#### Given request:
From the records below, copy out each line that contains the string "camouflage".
##### Records supplied #####
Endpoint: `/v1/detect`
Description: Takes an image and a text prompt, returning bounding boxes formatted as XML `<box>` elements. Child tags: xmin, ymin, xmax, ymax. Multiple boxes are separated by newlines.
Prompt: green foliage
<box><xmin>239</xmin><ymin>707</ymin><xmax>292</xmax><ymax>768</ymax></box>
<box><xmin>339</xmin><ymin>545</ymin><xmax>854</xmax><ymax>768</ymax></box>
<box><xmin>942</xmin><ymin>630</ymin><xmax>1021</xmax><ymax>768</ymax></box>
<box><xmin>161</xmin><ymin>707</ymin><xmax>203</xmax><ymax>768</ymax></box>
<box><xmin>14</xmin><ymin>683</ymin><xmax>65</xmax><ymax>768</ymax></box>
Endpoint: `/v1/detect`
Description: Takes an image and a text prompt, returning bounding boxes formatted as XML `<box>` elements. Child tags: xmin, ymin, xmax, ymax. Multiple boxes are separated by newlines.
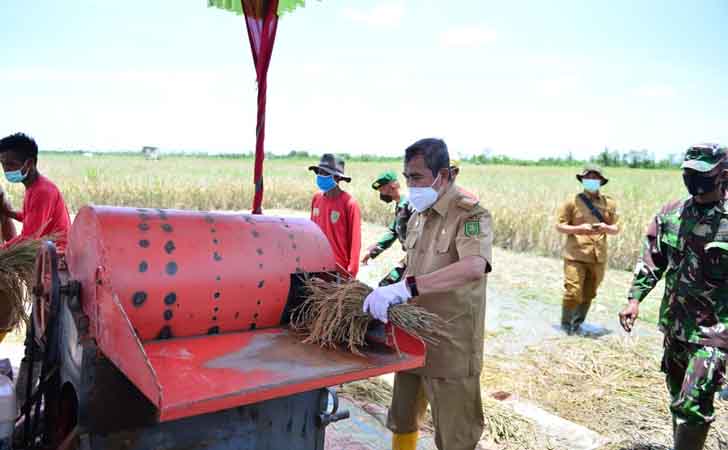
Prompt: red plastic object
<box><xmin>66</xmin><ymin>207</ymin><xmax>425</xmax><ymax>421</ymax></box>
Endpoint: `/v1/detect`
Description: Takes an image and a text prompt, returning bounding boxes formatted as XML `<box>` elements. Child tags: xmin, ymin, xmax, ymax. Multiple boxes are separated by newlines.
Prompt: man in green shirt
<box><xmin>620</xmin><ymin>144</ymin><xmax>728</xmax><ymax>450</ymax></box>
<box><xmin>361</xmin><ymin>170</ymin><xmax>413</xmax><ymax>286</ymax></box>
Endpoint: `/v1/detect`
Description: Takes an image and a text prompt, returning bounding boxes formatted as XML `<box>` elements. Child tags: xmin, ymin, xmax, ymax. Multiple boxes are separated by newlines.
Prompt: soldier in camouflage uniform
<box><xmin>619</xmin><ymin>144</ymin><xmax>728</xmax><ymax>450</ymax></box>
<box><xmin>361</xmin><ymin>170</ymin><xmax>413</xmax><ymax>286</ymax></box>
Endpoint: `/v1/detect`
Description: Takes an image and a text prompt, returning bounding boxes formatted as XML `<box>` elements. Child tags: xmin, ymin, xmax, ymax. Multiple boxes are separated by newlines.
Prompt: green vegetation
<box><xmin>14</xmin><ymin>153</ymin><xmax>686</xmax><ymax>270</ymax></box>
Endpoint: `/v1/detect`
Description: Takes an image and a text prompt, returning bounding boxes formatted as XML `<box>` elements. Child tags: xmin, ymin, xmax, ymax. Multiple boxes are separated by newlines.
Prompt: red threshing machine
<box><xmin>16</xmin><ymin>206</ymin><xmax>425</xmax><ymax>450</ymax></box>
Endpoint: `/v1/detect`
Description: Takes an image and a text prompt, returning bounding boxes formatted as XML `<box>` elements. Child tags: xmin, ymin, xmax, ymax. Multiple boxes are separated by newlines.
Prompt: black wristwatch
<box><xmin>405</xmin><ymin>275</ymin><xmax>420</xmax><ymax>297</ymax></box>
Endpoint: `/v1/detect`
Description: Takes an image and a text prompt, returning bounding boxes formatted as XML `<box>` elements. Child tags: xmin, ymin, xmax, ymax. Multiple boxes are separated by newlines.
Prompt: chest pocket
<box><xmin>404</xmin><ymin>227</ymin><xmax>420</xmax><ymax>251</ymax></box>
<box><xmin>435</xmin><ymin>221</ymin><xmax>457</xmax><ymax>255</ymax></box>
<box><xmin>660</xmin><ymin>217</ymin><xmax>680</xmax><ymax>249</ymax></box>
<box><xmin>704</xmin><ymin>242</ymin><xmax>728</xmax><ymax>283</ymax></box>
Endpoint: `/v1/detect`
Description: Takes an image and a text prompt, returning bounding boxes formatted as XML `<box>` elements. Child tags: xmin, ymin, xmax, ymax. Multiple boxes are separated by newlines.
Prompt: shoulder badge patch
<box><xmin>465</xmin><ymin>220</ymin><xmax>480</xmax><ymax>236</ymax></box>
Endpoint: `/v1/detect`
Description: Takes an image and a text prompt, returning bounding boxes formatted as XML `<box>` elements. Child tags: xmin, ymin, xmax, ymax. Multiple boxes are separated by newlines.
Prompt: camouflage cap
<box><xmin>372</xmin><ymin>170</ymin><xmax>397</xmax><ymax>191</ymax></box>
<box><xmin>576</xmin><ymin>164</ymin><xmax>609</xmax><ymax>186</ymax></box>
<box><xmin>680</xmin><ymin>144</ymin><xmax>728</xmax><ymax>172</ymax></box>
<box><xmin>308</xmin><ymin>153</ymin><xmax>351</xmax><ymax>182</ymax></box>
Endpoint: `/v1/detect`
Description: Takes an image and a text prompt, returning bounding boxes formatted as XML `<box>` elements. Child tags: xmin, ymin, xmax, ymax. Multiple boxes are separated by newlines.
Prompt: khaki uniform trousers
<box><xmin>387</xmin><ymin>372</ymin><xmax>484</xmax><ymax>450</ymax></box>
<box><xmin>564</xmin><ymin>259</ymin><xmax>606</xmax><ymax>309</ymax></box>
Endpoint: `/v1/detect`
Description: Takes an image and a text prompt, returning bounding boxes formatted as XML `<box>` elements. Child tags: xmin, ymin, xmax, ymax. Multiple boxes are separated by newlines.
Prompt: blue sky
<box><xmin>0</xmin><ymin>0</ymin><xmax>728</xmax><ymax>158</ymax></box>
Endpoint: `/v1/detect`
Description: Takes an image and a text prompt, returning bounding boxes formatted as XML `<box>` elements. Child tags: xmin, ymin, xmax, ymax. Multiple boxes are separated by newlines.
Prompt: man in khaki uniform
<box><xmin>556</xmin><ymin>164</ymin><xmax>619</xmax><ymax>334</ymax></box>
<box><xmin>364</xmin><ymin>139</ymin><xmax>493</xmax><ymax>450</ymax></box>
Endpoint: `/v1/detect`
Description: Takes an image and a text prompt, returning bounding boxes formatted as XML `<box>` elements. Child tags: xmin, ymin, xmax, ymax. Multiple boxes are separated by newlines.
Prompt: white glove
<box><xmin>363</xmin><ymin>280</ymin><xmax>412</xmax><ymax>323</ymax></box>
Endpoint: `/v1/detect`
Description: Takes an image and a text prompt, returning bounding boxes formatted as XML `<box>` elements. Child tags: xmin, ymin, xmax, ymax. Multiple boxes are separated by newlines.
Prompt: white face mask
<box><xmin>409</xmin><ymin>174</ymin><xmax>440</xmax><ymax>212</ymax></box>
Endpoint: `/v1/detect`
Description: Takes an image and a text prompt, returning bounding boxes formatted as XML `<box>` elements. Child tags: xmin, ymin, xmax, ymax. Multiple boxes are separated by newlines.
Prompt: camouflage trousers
<box><xmin>662</xmin><ymin>336</ymin><xmax>728</xmax><ymax>425</ymax></box>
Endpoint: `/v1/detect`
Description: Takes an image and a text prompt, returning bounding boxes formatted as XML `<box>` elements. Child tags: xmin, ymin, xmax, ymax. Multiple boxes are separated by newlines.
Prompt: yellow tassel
<box><xmin>392</xmin><ymin>431</ymin><xmax>417</xmax><ymax>450</ymax></box>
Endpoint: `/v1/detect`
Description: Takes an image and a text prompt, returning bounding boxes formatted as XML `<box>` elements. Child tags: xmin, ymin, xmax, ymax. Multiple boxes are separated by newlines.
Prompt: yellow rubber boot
<box><xmin>392</xmin><ymin>431</ymin><xmax>418</xmax><ymax>450</ymax></box>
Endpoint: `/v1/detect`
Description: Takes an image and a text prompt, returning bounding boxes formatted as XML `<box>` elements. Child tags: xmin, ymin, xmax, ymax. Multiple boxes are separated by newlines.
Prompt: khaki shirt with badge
<box><xmin>404</xmin><ymin>185</ymin><xmax>493</xmax><ymax>378</ymax></box>
<box><xmin>557</xmin><ymin>194</ymin><xmax>619</xmax><ymax>263</ymax></box>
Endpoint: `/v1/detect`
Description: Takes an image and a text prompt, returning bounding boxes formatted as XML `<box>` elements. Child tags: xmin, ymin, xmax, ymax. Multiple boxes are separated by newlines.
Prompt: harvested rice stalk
<box><xmin>291</xmin><ymin>278</ymin><xmax>447</xmax><ymax>354</ymax></box>
<box><xmin>0</xmin><ymin>240</ymin><xmax>41</xmax><ymax>330</ymax></box>
<box><xmin>339</xmin><ymin>378</ymin><xmax>549</xmax><ymax>450</ymax></box>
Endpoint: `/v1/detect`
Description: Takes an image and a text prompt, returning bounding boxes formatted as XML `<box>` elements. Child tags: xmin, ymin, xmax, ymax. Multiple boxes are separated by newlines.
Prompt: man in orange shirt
<box><xmin>308</xmin><ymin>153</ymin><xmax>361</xmax><ymax>277</ymax></box>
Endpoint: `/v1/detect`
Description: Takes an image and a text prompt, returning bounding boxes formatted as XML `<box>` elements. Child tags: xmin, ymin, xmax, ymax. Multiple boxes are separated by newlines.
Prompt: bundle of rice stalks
<box><xmin>291</xmin><ymin>278</ymin><xmax>447</xmax><ymax>354</ymax></box>
<box><xmin>0</xmin><ymin>240</ymin><xmax>40</xmax><ymax>330</ymax></box>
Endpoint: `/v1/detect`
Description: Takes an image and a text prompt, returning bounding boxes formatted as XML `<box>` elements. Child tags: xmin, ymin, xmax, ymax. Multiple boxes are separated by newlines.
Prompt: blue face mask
<box><xmin>316</xmin><ymin>175</ymin><xmax>336</xmax><ymax>192</ymax></box>
<box><xmin>5</xmin><ymin>169</ymin><xmax>28</xmax><ymax>183</ymax></box>
<box><xmin>581</xmin><ymin>178</ymin><xmax>602</xmax><ymax>192</ymax></box>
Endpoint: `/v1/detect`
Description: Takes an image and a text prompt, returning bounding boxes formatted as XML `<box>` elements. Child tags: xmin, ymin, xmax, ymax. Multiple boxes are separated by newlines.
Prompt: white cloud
<box><xmin>440</xmin><ymin>25</ymin><xmax>498</xmax><ymax>48</ymax></box>
<box><xmin>344</xmin><ymin>2</ymin><xmax>404</xmax><ymax>27</ymax></box>
<box><xmin>634</xmin><ymin>83</ymin><xmax>675</xmax><ymax>98</ymax></box>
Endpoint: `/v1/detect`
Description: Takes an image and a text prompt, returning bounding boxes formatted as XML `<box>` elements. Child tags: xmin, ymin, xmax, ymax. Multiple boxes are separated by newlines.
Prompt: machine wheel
<box><xmin>33</xmin><ymin>241</ymin><xmax>61</xmax><ymax>348</ymax></box>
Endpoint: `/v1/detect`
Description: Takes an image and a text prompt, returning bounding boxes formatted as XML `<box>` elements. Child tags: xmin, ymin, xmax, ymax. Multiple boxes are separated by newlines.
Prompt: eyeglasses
#####
#### Correct output:
Prompt: soldier in camouflage uniform
Prompt: camouflage cap
Prompt: camouflage trousers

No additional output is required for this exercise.